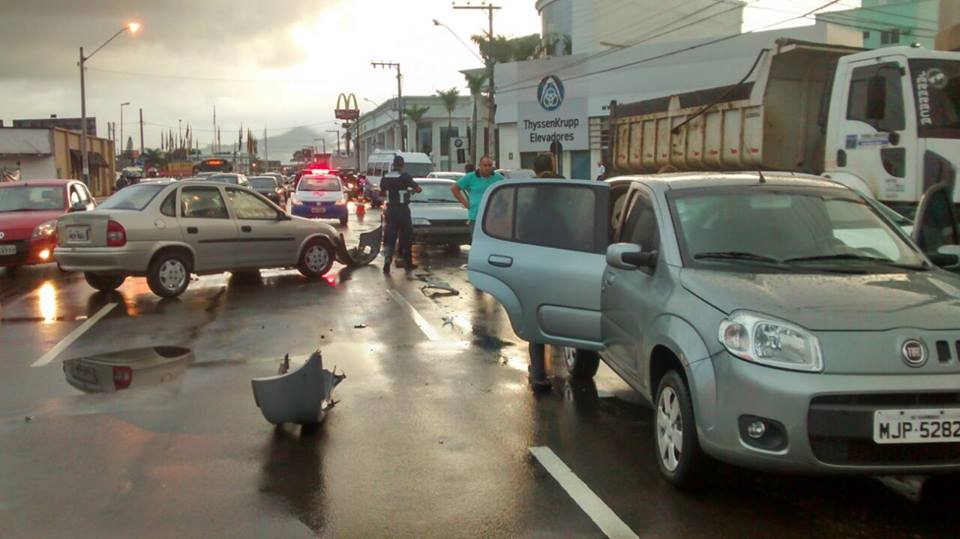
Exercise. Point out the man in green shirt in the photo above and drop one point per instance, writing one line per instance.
(470, 188)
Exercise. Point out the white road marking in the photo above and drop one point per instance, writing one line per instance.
(73, 336)
(604, 517)
(426, 327)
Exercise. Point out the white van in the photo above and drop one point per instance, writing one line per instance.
(417, 165)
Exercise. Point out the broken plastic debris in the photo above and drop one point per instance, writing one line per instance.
(302, 396)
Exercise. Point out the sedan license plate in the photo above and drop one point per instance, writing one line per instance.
(78, 233)
(916, 426)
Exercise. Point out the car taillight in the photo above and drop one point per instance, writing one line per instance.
(116, 234)
(122, 377)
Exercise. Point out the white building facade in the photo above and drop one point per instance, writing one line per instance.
(380, 130)
(565, 99)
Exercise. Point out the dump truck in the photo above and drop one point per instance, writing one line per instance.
(885, 122)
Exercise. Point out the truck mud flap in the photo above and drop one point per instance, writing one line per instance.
(364, 253)
(302, 396)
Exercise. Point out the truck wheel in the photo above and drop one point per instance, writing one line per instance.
(104, 283)
(581, 364)
(316, 259)
(169, 275)
(679, 456)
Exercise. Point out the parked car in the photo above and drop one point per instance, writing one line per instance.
(774, 321)
(231, 178)
(28, 217)
(446, 175)
(319, 197)
(516, 174)
(168, 231)
(438, 217)
(269, 187)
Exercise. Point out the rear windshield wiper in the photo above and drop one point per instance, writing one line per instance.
(737, 255)
(851, 256)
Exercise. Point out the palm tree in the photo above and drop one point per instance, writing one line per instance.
(475, 83)
(449, 98)
(416, 114)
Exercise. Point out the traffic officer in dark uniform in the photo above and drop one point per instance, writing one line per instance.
(397, 186)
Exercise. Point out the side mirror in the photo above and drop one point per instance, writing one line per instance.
(630, 256)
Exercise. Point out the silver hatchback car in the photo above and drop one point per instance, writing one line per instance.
(168, 230)
(776, 321)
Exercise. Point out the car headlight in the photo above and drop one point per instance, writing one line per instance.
(771, 342)
(45, 229)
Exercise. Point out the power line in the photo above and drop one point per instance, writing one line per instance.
(667, 54)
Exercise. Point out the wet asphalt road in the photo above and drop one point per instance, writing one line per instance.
(431, 436)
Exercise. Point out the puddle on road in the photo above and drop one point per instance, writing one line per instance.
(127, 369)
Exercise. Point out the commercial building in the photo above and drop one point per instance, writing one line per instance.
(561, 102)
(38, 153)
(380, 129)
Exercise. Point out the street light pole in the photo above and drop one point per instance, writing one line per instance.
(84, 159)
(492, 107)
(403, 131)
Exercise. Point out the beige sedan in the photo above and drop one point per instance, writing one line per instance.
(167, 231)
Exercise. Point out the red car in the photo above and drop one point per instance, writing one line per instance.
(28, 217)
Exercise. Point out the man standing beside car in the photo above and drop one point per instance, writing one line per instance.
(469, 188)
(396, 186)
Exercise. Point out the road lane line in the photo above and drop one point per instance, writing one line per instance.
(426, 327)
(73, 336)
(591, 504)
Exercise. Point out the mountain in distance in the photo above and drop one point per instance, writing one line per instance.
(280, 147)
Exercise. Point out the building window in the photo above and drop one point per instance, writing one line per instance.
(890, 37)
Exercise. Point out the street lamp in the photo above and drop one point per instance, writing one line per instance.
(84, 159)
(124, 104)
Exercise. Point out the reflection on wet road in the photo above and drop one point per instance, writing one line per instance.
(145, 424)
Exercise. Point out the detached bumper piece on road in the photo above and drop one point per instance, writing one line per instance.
(303, 396)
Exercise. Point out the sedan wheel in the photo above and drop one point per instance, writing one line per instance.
(679, 456)
(169, 276)
(316, 260)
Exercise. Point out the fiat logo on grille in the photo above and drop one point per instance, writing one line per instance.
(914, 353)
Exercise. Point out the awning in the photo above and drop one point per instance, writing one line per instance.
(95, 159)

#### [Exercise brief]
Nothing outside the span should appear: transcribe the lines from the one containing "Exercise. Point out the street light" through the last line of the records.

#### [Exercise solution]
Exercise. Point out the street light pole in the photo above and drop one point per instance, writing one line per instance.
(84, 159)
(492, 107)
(403, 131)
Exercise. Point out the beige sedan in the photo above and drop one point per instance, writing one line per instance.
(167, 231)
Exercise. Point out the red car in the photo above and drop one point per instance, writing one line per instance.
(28, 217)
Exercise. Point out the man standing beside car in the photo above and drop one point per instance, writing one line per instance.
(469, 188)
(396, 186)
Exercise. Point out the road lane line in the photo above and drop one point per instance, writing one line per instance.
(426, 327)
(73, 336)
(591, 504)
Exercise. Point out the mountain in distance in the photo above and drop one point per instance, writing one line per instance.
(280, 147)
Exercise. Point out the building window in the photo above and drop one point per instance, writing one line per instance.
(890, 37)
Exercise. Point out the street lamp in the photo above and drop one point per instance, writing one line per instance.
(84, 159)
(124, 104)
Exercise. Point out the reflection on wet road in the photo above and drop one point per instance, writing one line per instance.
(145, 424)
Exercise. Point out the detached bumper piece on road in the photo above and drop one point per instance, writing one line per instance.
(303, 396)
Exercise. Point out the sedan wheel in the photo above and drop one point per instance, writing one line per instance.
(679, 456)
(169, 276)
(316, 260)
Exercise. Point out the fiat logo on grille in the photo above and drop one point per instance, writing one line per instance.
(914, 353)
Exercise. Point out the awning in the photo above and drop one point per instance, writing one line per instance.
(95, 159)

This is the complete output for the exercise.